What is expected:
Rewrite the items below as a single numbered list with one line per number, and leave out the blank lines.

Records for processing:
[START]

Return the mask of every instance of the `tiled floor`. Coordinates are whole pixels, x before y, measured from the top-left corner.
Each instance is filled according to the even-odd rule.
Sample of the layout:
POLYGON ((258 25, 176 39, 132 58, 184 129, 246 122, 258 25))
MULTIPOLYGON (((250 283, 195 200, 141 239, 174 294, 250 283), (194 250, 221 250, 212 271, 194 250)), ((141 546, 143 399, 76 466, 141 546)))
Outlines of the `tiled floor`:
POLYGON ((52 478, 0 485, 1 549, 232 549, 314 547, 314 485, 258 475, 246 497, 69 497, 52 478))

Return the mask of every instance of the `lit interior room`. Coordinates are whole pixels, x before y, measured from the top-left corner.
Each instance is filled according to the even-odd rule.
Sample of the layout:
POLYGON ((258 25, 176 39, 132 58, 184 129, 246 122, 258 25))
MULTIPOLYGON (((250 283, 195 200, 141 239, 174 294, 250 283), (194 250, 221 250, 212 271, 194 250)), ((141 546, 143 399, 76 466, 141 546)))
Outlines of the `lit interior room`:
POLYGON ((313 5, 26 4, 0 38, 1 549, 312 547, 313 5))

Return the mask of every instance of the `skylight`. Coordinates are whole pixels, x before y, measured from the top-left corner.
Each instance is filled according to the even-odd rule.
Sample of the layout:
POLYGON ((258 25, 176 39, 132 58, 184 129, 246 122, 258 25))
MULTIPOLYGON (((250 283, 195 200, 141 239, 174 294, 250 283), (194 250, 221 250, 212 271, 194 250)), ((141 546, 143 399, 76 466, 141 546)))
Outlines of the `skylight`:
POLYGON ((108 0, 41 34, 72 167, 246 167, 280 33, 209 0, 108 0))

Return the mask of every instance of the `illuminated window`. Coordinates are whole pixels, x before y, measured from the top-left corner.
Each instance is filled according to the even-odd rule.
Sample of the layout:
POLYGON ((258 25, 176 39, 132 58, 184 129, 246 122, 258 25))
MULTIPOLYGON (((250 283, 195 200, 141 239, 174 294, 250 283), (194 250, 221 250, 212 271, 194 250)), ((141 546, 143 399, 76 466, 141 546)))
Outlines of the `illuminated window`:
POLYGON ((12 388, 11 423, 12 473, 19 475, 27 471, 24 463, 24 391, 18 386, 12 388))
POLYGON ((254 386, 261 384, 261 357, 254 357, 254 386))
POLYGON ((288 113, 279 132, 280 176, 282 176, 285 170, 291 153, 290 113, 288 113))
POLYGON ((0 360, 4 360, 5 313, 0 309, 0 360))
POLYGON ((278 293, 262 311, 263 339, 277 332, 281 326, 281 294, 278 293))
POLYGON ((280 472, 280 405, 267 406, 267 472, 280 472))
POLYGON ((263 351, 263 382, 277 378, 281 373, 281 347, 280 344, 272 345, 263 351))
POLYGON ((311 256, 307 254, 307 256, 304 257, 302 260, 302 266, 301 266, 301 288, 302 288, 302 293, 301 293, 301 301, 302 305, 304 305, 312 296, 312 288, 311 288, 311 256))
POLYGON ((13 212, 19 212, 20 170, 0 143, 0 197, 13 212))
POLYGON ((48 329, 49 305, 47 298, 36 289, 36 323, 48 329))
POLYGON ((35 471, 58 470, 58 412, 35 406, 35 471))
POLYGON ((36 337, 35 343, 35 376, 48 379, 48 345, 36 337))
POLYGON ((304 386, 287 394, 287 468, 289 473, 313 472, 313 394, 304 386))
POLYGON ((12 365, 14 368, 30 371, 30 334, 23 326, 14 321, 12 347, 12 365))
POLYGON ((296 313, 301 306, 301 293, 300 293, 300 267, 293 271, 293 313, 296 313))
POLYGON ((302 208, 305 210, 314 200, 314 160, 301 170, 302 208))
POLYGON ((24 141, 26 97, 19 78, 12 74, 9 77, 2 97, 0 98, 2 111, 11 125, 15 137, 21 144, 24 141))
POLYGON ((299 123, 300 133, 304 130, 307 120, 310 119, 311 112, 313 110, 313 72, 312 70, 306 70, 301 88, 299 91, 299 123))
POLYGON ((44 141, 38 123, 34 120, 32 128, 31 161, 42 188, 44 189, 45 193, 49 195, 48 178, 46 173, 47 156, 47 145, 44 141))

[END]

Result of the exercise:
1. Return the mask of every instance of the `tiled floor`. Coordinates are whole pixels, x before y, measured from the top-left corner.
2. Each instance is filled according to the even-odd rule.
3. Sample of the layout:
4. POLYGON ((258 25, 176 39, 132 58, 184 129, 246 122, 258 25))
5. MULTIPOLYGON (((250 283, 195 200, 141 239, 174 294, 250 283), (194 250, 221 250, 212 271, 194 250)), ((141 546, 143 399, 76 466, 141 546)))
6. Outlines of the `tiled floor`:
7. POLYGON ((52 478, 0 485, 1 549, 232 549, 314 547, 314 485, 258 475, 246 497, 69 497, 52 478))
8. Return the mask of every instance of the `lit interior room`. Coordinates are whole pixels, x before y, measured from the top-left corner.
9. Each instance is filled according to the even-odd rule.
10. Sample of the layout:
11. POLYGON ((258 25, 176 39, 132 58, 184 129, 246 122, 258 25))
12. MULTIPOLYGON (((250 283, 195 200, 141 239, 174 294, 250 283), (194 250, 221 250, 212 271, 194 250)), ((141 546, 143 399, 76 466, 141 546)))
13. Outlines of the `lit interior room`:
14. POLYGON ((313 5, 26 4, 0 38, 1 549, 312 547, 313 5))
15. Return the mask of every instance of the `skylight`. Coordinates are whole pixels, x before y, measured from the top-left corner.
16. Each instance is filled according to the even-odd rule.
17. Sample of the layout:
18. POLYGON ((258 25, 176 39, 132 58, 184 129, 246 122, 258 25))
19. MULTIPOLYGON (((250 283, 195 200, 141 239, 174 294, 250 283), (194 250, 221 250, 212 271, 194 250)), ((141 546, 143 399, 76 466, 141 546)))
20. Outlines of the `skylight`:
21. POLYGON ((108 0, 41 34, 72 167, 246 167, 280 33, 209 0, 108 0))
22. Return the mask of every instance of the `illuminated window`. Coordinates are whole pixels, x before y, measured from the top-left corner.
23. Each instance is filled according to the even-odd rule.
24. Sample of the layout:
25. POLYGON ((258 25, 176 39, 132 58, 184 129, 246 122, 258 25))
26. MULTIPOLYGON (((250 283, 195 200, 141 239, 174 294, 250 283), (194 250, 221 250, 212 271, 194 250)), ((141 546, 143 399, 76 466, 141 546)))
27. Outlines of the `illuminated window`:
28. POLYGON ((12 388, 11 423, 12 473, 19 475, 27 471, 24 463, 24 391, 18 386, 12 388))
29. POLYGON ((254 386, 261 384, 261 357, 254 357, 254 386))
30. POLYGON ((288 113, 279 132, 280 176, 282 176, 285 170, 291 153, 290 113, 288 113))
31. POLYGON ((0 360, 4 360, 5 313, 0 309, 0 360))
32. POLYGON ((278 293, 262 311, 263 339, 277 332, 281 326, 281 294, 278 293))
33. POLYGON ((280 472, 280 405, 267 406, 267 472, 280 472))
34. POLYGON ((263 351, 263 382, 277 378, 281 373, 281 347, 280 344, 272 345, 263 351))
35. POLYGON ((311 256, 307 254, 307 256, 304 257, 302 260, 302 266, 301 266, 301 288, 302 288, 302 293, 301 293, 301 301, 302 305, 304 305, 312 296, 312 288, 311 288, 311 256))
36. POLYGON ((13 212, 19 212, 20 170, 0 143, 0 197, 13 212))
37. POLYGON ((48 329, 49 305, 47 298, 36 289, 36 323, 48 329))
38. POLYGON ((35 471, 58 470, 58 412, 35 406, 35 471))
39. POLYGON ((36 337, 35 343, 35 376, 48 379, 48 345, 36 337))
40. POLYGON ((304 386, 287 394, 287 468, 289 473, 313 472, 313 394, 304 386))
41. POLYGON ((12 365, 14 368, 30 371, 30 334, 23 326, 14 321, 12 347, 12 365))
42. POLYGON ((296 313, 301 306, 301 293, 300 293, 300 267, 293 271, 293 313, 296 313))
43. POLYGON ((302 208, 305 210, 314 200, 314 160, 301 170, 302 208))
44. POLYGON ((24 141, 26 97, 19 78, 12 74, 9 77, 2 97, 0 98, 2 111, 11 125, 15 137, 21 144, 24 141))
45. POLYGON ((299 123, 300 133, 304 130, 307 120, 310 119, 311 112, 313 110, 313 72, 312 70, 306 70, 301 88, 299 91, 299 123))
46. POLYGON ((44 141, 38 123, 34 120, 32 128, 31 161, 42 188, 44 189, 45 193, 49 195, 48 178, 46 173, 47 156, 47 145, 44 141))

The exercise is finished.